Your response should match the records line for line.

Items from a data source:
☆ ☆ ☆ ☆

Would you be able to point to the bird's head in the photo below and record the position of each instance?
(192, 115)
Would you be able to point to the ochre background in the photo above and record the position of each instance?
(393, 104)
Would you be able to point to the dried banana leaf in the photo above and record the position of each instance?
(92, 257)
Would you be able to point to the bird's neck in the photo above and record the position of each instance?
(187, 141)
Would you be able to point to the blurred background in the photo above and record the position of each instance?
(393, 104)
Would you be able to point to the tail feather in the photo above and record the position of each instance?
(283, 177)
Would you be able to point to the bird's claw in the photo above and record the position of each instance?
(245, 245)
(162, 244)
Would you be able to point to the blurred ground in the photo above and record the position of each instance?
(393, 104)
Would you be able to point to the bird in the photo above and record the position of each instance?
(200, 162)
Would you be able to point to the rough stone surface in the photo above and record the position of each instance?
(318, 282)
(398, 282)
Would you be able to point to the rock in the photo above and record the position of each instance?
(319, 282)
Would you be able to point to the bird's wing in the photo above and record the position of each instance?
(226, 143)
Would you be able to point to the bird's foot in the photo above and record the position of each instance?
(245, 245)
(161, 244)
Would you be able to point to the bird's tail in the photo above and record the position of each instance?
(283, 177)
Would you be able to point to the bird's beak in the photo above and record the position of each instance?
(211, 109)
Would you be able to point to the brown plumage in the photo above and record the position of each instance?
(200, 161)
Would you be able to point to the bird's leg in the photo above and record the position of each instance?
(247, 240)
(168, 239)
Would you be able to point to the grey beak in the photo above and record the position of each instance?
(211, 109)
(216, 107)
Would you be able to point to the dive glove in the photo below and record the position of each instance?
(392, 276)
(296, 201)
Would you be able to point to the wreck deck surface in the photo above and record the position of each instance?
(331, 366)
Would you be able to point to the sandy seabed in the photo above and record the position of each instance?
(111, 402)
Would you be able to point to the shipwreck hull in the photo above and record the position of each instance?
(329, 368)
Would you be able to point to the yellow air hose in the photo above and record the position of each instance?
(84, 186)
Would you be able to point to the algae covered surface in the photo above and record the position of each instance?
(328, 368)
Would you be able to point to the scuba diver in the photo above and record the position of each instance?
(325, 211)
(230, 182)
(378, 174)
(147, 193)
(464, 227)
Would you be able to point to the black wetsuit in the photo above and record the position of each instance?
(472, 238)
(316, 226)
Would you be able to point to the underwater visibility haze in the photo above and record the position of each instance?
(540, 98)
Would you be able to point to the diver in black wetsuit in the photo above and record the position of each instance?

☆ ☆ ☆ ☆

* **SOLUTION**
Would you be able to point to the bird's head in the photo below and record the position of each instance?
(192, 115)
Would you be able to point to the ochre background in the photo above and record the position of each instance?
(393, 104)
Would you be able to point to the dried banana leaf in the photo above and record the position of each instance?
(92, 257)
Would you be able to point to the bird's neck in the photo above and record the position of each instance?
(187, 141)
Would you be able to point to the blurred background in the photo above and record the position of each instance?
(393, 104)
Would you be able to point to the tail feather in the photo above and record the position of each instance?
(283, 177)
Would you be able to point to the bird's claw in the photo above and record the position of each instance?
(245, 245)
(162, 244)
Would you be able to point to the blurred ground in the photo above and record the position of each instance?
(393, 104)
Would you be able to point to the bird in the photo above and record the position of each instance?
(200, 162)
Would you be able to point to the rough stone surface in the photo above and record the position of each instance?
(318, 282)
(398, 282)
Would you be able to point to the rock in the photo above and record the position of each instance?
(319, 282)
Would you be able to point to the bird's wing in the photo above and record the position of each instance?
(226, 143)
Would you be able to point to the bird's foot in the photo above and record the position of each instance?
(245, 245)
(161, 244)
Would you be able to point to the bird's tail in the photo above and record the position of each instance?
(283, 177)
Would you be able to point to the bird's beak in the photo above and record the position of each instance?
(211, 109)
Would you be able to point to the brown plumage in the photo above and record the position of each instance?
(200, 161)
Would you be able to point to the bird's leg in the photo above and record the position of each instance?
(247, 240)
(168, 239)
Would you be able to point to the grey beak in the photo above and record the position of each instance?
(211, 109)
(216, 107)
Would you be able to point to the dive glove in the photo below and record the position of each instance?
(392, 276)
(296, 201)
Would you be able to point to the wreck deck surface in the photo above and record the position of each instance?
(331, 366)
Would you be able to point to the sandy seabed in the photo above and record the position of each instance?
(111, 402)
Would you be able to point to the shipwreck hull in the photo above and record the position of each instance?
(329, 368)
Would you be able to point to the yellow air hose in the photo above and record the position of each instance?
(84, 186)
Would you be able to point to the algae covered surface in the photo above and record the position of each instance?
(328, 368)
Would you be able to point to the scuba diver in the photo above and record the position of each instance?
(325, 211)
(230, 182)
(378, 174)
(147, 193)
(464, 227)
Would you be able to point to the black wetsuit in the photo above and record the position of each instance?
(472, 238)
(316, 226)
Would you be able to point to the underwater visibility haze in the photo above and record the position of each instance?
(540, 98)
Would you be able to point to the diver in black wetsuit in the photo above and record the position of each instance?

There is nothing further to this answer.